## Required work
The lines you return must be all those in the data that hold the string "eyeglasses".

*** Opening of Data provided ***

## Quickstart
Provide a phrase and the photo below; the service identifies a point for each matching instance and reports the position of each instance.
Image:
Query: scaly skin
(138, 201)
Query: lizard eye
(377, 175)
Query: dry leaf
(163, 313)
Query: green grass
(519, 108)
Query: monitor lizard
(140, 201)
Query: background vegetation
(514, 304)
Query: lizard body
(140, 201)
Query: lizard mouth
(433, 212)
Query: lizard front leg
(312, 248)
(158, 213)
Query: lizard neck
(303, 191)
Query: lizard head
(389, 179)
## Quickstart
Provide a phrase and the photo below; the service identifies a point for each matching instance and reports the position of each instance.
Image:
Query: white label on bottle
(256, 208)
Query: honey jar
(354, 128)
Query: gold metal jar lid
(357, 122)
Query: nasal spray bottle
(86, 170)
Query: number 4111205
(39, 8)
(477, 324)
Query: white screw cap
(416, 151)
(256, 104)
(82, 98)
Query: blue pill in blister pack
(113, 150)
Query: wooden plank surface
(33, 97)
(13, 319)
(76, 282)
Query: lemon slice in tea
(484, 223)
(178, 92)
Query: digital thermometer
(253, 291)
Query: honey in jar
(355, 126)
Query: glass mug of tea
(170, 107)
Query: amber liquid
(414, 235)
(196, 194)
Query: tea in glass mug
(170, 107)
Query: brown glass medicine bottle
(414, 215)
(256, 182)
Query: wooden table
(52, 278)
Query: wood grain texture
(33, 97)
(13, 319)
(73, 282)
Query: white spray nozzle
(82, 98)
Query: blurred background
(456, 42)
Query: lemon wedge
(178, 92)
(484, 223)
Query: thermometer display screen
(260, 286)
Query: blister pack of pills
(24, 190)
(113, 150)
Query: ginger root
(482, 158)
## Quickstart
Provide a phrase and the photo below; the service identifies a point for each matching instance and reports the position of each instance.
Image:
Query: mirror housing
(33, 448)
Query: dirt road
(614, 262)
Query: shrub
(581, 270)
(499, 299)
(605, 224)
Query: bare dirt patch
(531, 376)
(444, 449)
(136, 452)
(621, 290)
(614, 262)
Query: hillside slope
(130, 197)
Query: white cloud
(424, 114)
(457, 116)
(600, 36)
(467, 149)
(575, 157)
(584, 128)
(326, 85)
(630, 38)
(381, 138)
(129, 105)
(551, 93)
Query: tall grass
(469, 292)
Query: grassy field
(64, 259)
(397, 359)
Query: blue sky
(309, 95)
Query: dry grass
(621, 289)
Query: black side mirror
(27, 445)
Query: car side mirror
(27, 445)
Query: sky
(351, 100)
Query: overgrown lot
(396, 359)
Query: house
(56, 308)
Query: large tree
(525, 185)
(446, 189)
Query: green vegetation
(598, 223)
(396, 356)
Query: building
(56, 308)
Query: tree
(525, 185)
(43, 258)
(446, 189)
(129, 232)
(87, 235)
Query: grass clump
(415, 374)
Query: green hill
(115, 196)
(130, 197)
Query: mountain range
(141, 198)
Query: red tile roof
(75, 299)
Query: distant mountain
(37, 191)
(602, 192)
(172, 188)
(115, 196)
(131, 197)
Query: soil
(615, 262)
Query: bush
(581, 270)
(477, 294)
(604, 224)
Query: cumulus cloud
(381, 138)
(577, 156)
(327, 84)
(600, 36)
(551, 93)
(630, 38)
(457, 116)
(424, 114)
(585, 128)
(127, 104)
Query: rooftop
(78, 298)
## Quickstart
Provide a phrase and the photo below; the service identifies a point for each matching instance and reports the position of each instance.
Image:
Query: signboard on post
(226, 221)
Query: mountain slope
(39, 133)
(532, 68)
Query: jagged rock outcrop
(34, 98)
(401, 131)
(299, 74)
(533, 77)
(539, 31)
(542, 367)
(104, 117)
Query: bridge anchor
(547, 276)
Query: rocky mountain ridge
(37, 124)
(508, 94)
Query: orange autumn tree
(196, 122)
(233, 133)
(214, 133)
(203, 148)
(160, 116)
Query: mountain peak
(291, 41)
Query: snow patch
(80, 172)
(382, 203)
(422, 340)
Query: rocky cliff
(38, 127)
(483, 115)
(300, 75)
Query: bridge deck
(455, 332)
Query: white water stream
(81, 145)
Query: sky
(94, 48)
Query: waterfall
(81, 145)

*** Close of Data provided ***
*** Opening of Data provided ***

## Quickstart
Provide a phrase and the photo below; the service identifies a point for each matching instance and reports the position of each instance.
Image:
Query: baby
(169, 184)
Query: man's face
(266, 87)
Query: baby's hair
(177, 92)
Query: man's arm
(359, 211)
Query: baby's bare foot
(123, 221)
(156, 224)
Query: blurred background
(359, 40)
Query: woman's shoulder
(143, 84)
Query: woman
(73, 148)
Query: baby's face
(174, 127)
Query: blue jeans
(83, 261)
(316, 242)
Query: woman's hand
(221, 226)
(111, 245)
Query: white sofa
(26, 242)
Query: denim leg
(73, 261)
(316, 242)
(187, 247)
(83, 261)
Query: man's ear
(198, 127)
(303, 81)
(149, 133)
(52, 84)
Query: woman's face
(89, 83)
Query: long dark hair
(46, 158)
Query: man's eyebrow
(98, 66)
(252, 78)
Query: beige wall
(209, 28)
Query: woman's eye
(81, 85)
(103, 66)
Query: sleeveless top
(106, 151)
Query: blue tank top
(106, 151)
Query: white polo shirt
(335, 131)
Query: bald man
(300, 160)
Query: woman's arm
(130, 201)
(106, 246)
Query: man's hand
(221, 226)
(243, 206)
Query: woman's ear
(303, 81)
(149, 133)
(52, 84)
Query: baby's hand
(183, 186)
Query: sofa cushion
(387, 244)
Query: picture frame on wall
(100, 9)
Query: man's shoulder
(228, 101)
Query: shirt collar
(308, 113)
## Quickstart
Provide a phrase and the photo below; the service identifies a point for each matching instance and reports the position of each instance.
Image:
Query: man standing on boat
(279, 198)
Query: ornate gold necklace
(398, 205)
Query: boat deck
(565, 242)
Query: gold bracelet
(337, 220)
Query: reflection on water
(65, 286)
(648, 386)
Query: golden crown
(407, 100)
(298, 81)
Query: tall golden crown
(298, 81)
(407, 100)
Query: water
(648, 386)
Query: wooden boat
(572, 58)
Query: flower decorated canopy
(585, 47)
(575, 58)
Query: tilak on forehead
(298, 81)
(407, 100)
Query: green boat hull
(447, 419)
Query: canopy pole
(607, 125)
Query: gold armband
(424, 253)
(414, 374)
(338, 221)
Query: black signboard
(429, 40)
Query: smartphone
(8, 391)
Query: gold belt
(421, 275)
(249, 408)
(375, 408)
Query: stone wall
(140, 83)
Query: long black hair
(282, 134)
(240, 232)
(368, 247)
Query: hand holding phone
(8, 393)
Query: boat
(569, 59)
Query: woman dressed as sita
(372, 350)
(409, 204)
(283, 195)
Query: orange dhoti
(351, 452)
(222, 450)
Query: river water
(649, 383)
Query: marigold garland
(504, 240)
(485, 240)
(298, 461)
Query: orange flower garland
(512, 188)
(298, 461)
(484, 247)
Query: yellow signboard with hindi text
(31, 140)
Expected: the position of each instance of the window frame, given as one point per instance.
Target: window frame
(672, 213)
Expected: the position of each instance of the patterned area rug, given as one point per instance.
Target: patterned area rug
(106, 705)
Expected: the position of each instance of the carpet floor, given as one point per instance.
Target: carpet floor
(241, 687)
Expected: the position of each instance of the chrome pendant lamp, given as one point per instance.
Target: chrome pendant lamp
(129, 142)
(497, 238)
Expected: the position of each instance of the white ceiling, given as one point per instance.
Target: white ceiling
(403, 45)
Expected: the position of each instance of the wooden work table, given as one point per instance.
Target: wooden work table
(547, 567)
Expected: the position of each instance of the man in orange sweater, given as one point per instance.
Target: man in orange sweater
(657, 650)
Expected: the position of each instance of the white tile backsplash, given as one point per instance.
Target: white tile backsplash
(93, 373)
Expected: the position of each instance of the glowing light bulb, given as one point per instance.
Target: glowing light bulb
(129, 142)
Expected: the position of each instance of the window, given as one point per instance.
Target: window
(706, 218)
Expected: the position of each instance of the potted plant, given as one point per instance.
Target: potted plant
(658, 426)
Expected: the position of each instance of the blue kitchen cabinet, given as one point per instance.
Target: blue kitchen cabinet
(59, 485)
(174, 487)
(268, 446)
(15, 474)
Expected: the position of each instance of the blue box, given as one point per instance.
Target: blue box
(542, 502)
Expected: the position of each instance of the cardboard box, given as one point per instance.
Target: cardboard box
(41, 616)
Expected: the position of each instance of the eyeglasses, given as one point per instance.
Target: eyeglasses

*** Close of Data provided ***

## Output of the exercise
Expected: the position of each instance of the eyeglasses, given as one point per instance.
Target: eyeglasses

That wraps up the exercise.